* **Short exercise**: Repeat exactly the lines that run from the one containing "Pin a point on every instance of the cable-stayed" to the end of the data, and leave out all others.

* **Listed entries**:
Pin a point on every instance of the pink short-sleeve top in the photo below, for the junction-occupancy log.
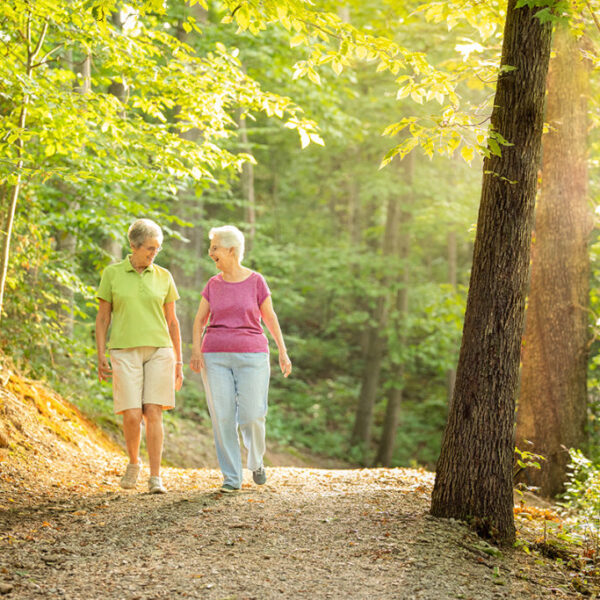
(234, 323)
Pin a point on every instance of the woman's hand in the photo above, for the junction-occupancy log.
(104, 368)
(178, 376)
(285, 363)
(197, 362)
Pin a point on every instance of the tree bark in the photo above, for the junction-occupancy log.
(474, 472)
(552, 408)
(452, 280)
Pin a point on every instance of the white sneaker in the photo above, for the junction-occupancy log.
(129, 480)
(155, 485)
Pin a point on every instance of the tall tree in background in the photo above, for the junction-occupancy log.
(474, 472)
(552, 407)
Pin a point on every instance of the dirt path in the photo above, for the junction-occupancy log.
(68, 532)
(306, 534)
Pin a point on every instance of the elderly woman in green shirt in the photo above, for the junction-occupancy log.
(137, 298)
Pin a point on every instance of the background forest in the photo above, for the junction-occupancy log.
(349, 152)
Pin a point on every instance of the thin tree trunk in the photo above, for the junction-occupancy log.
(474, 473)
(32, 54)
(387, 443)
(401, 249)
(247, 181)
(452, 280)
(552, 408)
(362, 431)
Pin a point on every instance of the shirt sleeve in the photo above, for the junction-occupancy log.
(262, 289)
(105, 288)
(206, 291)
(172, 293)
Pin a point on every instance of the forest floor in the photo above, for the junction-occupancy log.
(67, 531)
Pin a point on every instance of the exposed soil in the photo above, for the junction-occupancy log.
(68, 531)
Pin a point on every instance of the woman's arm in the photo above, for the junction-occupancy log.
(272, 322)
(174, 332)
(197, 361)
(102, 322)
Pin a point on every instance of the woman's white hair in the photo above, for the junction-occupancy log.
(143, 229)
(229, 237)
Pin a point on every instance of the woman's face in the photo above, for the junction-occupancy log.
(146, 253)
(221, 256)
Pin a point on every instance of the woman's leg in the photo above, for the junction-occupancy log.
(218, 382)
(154, 436)
(252, 383)
(132, 432)
(159, 394)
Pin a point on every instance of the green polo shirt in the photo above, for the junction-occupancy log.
(137, 304)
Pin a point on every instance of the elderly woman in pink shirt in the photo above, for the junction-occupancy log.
(232, 354)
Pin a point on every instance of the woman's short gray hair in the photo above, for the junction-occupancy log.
(229, 237)
(143, 229)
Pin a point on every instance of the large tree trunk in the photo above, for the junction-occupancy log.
(552, 407)
(474, 473)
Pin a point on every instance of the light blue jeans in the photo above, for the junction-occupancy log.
(237, 385)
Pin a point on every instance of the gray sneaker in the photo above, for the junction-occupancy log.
(155, 485)
(129, 480)
(259, 476)
(227, 488)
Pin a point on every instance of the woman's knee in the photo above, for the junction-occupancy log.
(152, 413)
(132, 417)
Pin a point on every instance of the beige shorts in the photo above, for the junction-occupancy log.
(143, 375)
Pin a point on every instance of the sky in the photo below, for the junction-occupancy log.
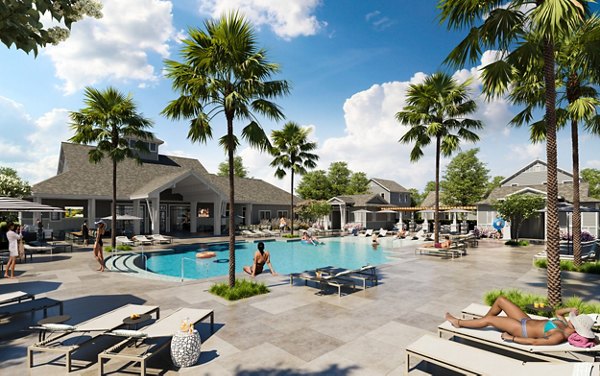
(349, 64)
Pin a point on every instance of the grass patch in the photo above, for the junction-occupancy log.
(242, 289)
(122, 247)
(522, 299)
(586, 267)
(514, 243)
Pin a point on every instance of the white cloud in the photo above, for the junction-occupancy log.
(287, 19)
(115, 47)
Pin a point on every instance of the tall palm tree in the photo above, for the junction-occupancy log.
(292, 151)
(110, 120)
(223, 71)
(503, 26)
(437, 110)
(576, 73)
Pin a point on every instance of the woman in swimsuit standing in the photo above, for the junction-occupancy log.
(519, 328)
(261, 257)
(98, 251)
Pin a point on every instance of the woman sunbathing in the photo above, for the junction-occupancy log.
(519, 328)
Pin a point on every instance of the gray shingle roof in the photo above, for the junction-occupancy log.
(79, 177)
(390, 185)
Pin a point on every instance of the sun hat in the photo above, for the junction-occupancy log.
(583, 325)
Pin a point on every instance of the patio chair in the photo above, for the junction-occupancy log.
(161, 239)
(154, 338)
(124, 240)
(492, 338)
(470, 360)
(336, 280)
(95, 327)
(142, 239)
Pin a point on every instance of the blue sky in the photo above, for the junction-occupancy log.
(349, 63)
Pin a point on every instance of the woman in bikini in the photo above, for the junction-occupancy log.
(519, 328)
(98, 251)
(261, 257)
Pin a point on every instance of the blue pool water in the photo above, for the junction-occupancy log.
(286, 257)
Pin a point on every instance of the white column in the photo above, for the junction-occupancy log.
(136, 212)
(193, 216)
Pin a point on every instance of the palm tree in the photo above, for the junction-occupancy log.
(110, 120)
(225, 72)
(504, 26)
(577, 72)
(291, 150)
(436, 110)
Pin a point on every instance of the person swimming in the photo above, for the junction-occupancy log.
(261, 257)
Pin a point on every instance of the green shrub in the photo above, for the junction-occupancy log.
(522, 299)
(587, 267)
(242, 289)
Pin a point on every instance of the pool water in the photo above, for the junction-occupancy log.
(286, 257)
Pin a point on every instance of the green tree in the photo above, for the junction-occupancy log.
(358, 184)
(225, 72)
(314, 185)
(505, 25)
(110, 120)
(239, 170)
(312, 210)
(465, 180)
(292, 151)
(493, 184)
(11, 185)
(592, 176)
(21, 25)
(518, 208)
(436, 111)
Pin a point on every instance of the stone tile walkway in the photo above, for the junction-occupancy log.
(293, 330)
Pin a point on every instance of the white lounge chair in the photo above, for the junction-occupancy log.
(154, 338)
(124, 240)
(95, 327)
(142, 239)
(161, 239)
(470, 360)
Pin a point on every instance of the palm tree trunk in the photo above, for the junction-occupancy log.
(292, 204)
(436, 214)
(552, 225)
(113, 232)
(576, 211)
(230, 148)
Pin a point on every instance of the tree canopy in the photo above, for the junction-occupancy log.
(239, 169)
(465, 180)
(21, 21)
(11, 185)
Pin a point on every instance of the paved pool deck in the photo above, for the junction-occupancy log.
(293, 330)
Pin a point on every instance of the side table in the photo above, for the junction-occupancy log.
(60, 319)
(185, 348)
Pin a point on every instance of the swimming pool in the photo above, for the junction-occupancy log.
(286, 257)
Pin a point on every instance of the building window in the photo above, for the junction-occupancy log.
(264, 215)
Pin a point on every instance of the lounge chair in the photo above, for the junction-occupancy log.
(155, 337)
(124, 240)
(470, 360)
(30, 306)
(142, 239)
(492, 337)
(97, 326)
(336, 280)
(16, 296)
(161, 239)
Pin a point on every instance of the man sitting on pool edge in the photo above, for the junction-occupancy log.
(261, 257)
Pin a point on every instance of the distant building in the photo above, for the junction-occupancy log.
(170, 194)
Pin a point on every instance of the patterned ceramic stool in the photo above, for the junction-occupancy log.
(185, 348)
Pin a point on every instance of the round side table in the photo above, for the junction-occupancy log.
(185, 348)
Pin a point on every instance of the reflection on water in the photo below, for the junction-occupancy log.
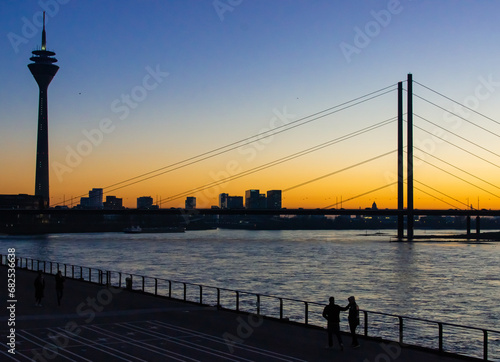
(446, 281)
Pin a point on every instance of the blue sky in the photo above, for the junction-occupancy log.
(219, 71)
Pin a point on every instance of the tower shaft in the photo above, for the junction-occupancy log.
(43, 71)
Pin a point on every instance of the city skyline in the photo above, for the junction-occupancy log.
(165, 82)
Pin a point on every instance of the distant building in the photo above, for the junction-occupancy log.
(95, 196)
(190, 203)
(113, 203)
(21, 201)
(145, 202)
(230, 202)
(274, 199)
(255, 200)
(94, 201)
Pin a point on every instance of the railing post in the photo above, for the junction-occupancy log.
(440, 325)
(485, 344)
(306, 313)
(400, 329)
(366, 322)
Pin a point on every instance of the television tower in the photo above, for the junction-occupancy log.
(43, 71)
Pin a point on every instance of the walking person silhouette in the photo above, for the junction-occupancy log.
(353, 320)
(332, 314)
(59, 286)
(39, 288)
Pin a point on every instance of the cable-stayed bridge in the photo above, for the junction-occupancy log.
(407, 156)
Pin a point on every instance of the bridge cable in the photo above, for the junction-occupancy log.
(458, 136)
(454, 145)
(458, 177)
(458, 168)
(442, 193)
(456, 115)
(279, 161)
(363, 194)
(460, 104)
(251, 139)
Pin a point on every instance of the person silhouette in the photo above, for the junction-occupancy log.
(59, 286)
(39, 288)
(332, 314)
(353, 320)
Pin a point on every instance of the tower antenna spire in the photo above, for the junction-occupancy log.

* **Answer below**:
Pin a point on every instance of the cable-stayed bridge in the photo above, for the junction-occupancy log.
(407, 156)
Pin a point on every instance of the bridge cable in the photo above, for the junction-occupancy log.
(458, 136)
(454, 145)
(458, 177)
(458, 168)
(442, 193)
(456, 115)
(279, 161)
(363, 194)
(460, 104)
(251, 139)
Pin a point on every instance of the person silhouette in the photo above, for the junction-occupancy log.
(59, 286)
(39, 288)
(332, 314)
(353, 320)
Pin a point on every instance of the tower antenna spire in the photo above, for the junction-occupancy log.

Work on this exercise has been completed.